TEXTO DE ORIGEM:
----

26 de set. de 2011

Transe


Não podia. Aquele resultado não podia ser verdadeiro. Ela continuava olhando aquele pedaço de papel, atônita, sabendo que era verdade, ela já sabia o resultado bem antes de fazer o exame, só que aquilo ali era a confirmação do inacreditável...

O filme da sua vida, ou melhor, do fim da sua vida sendo projetado naquele simples POSITIVO. Ela simplesmente não podia ser mãe naquele momento, ou melhor, não podia ser mãe nunca!

Ela não queria! Nunca quis.

Essa era a única certeza além da morte que tinha desde que se entendeu por gente.

Alguma coisa tinha que ser feita imediatamente, decisões teriam que ser tomadas rápido, mas ela não conseguia nem mesmo parar de olhar aquelas letrinhas... Parecia que estava mesmo olhando para sua sentença de morte. O mundo como conhecia, quer dizer, que estava começando a conhecer estava se tornando outro com o passar dos minutos. O relógio estava rindo dela naquele momento, ela podia jurar que ouvira uma gargalhada...

----

Entradas do conjunto de dados
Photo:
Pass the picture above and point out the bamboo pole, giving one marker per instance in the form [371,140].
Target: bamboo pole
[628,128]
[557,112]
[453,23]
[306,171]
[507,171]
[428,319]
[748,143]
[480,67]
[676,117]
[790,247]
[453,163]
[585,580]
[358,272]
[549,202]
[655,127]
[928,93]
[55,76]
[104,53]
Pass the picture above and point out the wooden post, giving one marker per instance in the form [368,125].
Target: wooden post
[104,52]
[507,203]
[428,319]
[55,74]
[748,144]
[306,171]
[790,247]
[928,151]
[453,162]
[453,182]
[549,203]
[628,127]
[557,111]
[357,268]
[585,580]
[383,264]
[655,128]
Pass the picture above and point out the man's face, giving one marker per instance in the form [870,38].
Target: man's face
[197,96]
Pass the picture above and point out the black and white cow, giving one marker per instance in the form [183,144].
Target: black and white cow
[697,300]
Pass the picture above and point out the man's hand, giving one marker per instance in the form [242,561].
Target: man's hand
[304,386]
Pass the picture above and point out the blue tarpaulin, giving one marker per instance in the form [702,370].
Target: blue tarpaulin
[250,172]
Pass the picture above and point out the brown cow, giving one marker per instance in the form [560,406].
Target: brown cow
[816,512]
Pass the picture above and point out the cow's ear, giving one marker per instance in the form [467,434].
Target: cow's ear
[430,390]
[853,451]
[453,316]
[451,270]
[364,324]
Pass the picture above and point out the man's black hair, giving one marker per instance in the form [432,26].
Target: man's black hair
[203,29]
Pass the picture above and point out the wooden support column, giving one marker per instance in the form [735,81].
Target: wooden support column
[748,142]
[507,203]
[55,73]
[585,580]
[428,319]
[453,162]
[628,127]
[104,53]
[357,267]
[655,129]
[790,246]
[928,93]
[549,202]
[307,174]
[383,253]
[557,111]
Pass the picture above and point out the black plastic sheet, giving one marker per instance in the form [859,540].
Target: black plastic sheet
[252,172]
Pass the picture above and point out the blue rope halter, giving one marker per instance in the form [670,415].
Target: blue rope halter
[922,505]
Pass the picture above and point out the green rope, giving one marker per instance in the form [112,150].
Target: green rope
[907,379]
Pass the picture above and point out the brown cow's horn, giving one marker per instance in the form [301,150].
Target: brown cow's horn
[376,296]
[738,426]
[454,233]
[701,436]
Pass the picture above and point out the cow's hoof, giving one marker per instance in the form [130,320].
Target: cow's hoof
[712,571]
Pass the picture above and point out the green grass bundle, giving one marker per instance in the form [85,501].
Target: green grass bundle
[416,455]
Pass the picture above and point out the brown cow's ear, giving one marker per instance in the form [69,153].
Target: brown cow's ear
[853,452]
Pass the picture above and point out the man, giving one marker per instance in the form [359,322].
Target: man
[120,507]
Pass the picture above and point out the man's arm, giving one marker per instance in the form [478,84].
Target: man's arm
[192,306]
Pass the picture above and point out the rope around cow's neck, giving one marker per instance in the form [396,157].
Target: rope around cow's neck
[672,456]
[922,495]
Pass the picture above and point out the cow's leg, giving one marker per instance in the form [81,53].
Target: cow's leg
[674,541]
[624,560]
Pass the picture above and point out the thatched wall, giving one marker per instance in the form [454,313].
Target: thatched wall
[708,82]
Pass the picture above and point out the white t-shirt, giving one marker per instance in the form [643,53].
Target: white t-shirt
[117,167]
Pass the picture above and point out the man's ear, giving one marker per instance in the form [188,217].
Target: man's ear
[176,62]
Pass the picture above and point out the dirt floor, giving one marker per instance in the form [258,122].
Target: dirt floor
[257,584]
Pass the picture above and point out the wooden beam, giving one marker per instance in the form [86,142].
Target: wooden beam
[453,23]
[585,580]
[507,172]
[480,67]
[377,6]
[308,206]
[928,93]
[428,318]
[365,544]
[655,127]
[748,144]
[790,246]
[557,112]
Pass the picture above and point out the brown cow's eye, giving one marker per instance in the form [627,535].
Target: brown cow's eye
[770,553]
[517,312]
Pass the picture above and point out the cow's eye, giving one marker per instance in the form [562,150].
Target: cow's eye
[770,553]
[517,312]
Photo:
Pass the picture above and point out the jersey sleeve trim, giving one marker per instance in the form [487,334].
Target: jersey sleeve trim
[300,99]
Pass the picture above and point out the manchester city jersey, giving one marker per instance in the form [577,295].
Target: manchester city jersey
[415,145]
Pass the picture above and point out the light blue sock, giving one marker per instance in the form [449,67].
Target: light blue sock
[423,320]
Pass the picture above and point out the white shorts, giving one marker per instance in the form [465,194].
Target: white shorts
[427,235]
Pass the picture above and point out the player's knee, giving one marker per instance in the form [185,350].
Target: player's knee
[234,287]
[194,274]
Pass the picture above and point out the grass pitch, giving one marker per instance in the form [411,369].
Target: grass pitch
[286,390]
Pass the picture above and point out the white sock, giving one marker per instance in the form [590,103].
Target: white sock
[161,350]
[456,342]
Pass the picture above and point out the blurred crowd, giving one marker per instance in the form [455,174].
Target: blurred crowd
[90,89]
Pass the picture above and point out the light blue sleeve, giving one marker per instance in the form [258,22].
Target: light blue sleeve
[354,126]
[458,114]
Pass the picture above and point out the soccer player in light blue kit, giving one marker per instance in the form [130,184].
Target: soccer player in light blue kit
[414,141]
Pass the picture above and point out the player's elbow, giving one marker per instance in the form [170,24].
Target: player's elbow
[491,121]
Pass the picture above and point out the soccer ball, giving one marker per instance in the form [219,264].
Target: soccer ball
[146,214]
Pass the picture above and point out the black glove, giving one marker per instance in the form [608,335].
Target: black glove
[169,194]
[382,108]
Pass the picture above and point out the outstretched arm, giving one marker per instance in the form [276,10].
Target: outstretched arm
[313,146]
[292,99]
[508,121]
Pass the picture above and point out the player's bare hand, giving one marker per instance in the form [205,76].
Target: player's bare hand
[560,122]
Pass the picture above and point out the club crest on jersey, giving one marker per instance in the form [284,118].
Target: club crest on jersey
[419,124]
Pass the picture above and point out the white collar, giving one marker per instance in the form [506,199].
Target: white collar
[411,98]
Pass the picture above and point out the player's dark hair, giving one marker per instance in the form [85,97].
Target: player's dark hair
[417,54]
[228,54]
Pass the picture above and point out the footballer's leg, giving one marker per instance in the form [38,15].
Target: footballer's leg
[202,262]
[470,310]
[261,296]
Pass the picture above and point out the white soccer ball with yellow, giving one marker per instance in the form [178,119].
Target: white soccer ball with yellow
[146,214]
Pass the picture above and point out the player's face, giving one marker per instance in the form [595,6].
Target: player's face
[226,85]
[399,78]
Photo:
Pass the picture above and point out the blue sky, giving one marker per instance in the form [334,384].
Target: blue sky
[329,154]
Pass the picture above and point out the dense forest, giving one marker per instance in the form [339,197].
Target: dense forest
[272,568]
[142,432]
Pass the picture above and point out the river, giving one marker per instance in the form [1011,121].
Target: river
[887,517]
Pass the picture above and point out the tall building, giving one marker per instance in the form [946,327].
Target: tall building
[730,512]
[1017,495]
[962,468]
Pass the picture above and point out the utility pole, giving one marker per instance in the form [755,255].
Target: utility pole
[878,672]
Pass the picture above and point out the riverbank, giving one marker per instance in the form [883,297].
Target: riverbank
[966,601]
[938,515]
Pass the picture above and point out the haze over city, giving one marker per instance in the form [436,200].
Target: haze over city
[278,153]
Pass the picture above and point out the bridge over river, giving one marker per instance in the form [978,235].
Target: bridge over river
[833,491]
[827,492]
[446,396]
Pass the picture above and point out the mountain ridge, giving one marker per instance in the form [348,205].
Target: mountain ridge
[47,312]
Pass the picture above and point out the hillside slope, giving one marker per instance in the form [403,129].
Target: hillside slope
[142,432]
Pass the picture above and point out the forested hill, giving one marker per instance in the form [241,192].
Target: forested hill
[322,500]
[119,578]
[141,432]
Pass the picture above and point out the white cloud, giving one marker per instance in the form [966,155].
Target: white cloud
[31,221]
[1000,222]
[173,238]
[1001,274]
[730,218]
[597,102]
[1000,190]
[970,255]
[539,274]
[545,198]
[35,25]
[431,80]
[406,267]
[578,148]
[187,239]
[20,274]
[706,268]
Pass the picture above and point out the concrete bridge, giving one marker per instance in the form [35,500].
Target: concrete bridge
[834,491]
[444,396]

----

AÇÕES NECESSÁRIAS:
a) Indique se cada afirmação abaixo está de acordo com o conto sobre o exame positivo, respondendo sim ou não e citando literalmente as palavras do conto que decidem a questão: (i) ela só ficou sabendo do resultado depois de fazer o exame; (ii) ela nunca quis ser mãe; (iii) ela teve a impressão de que o relógio ria dela.
b) Dê seguimento ao conto sobre o exame positivo, começando logo após a última frase apresentada.

RESPOSTAS DO EXERCÍCIO:
a)
(i) Não: "ela já sabia o resultado bem antes de fazer o exame".
(ii) Sim: "Ela não queria! Nunca quis."
(iii) Sim: "O relógio estava rindo dela naquele momento, ela podia jurar que ouvira uma gargalhada..."

b)
O pânico inicial ia passando, ela conseguiu se mover, ela precisava sair daquele hospital, um milhão de coisas passando pela sua cabeça, tinha que falar com aquele filho da puta e já tinha a certeza de que daquele mato não ia sair nem pulga, precisava sair dali...

Muitas convicções vão parar no lixo com uma situação dessas, é nessa hora de verdade que você vai pensar naquele discurso antes tido como verdadeiro, e ver que é hipócrita, tendencioso e ignorante. A vida a ser salva era a sua, no caso, e nisto só você tem o direito de decidir, opinar e realizar.

Olhando pela janela do ônibus, não era o transito enlouquecido da cidade de São Paulo que ela via, sua visão estava longe, já tentava visualizar as opções de futuro prováveis. Tudo era muito difícil...

A vida ia seguindo, só que para ela minutos eram meses e dias poderiam ser segundos. A loucura e a insensatez, combinadas com muito azar causaram tanta confusão que anos mais tarde ainda é difícil lembrar, o episódio não tem seqüência, só cenas soltas.

Tudo era bizarro, aterrador e insolúvel. A ida ao médico, a amiga que apareceu ali, segurou a barra e nunca mais fez parte de sua vida, a falta de grana, o desespero, o cotidiano disfarçado.

A solução veio então espontânea, no meio da noite por meio de cólicas fortíssimas seguidas de hemorragia, disfarçada de menstruação, que durou dias.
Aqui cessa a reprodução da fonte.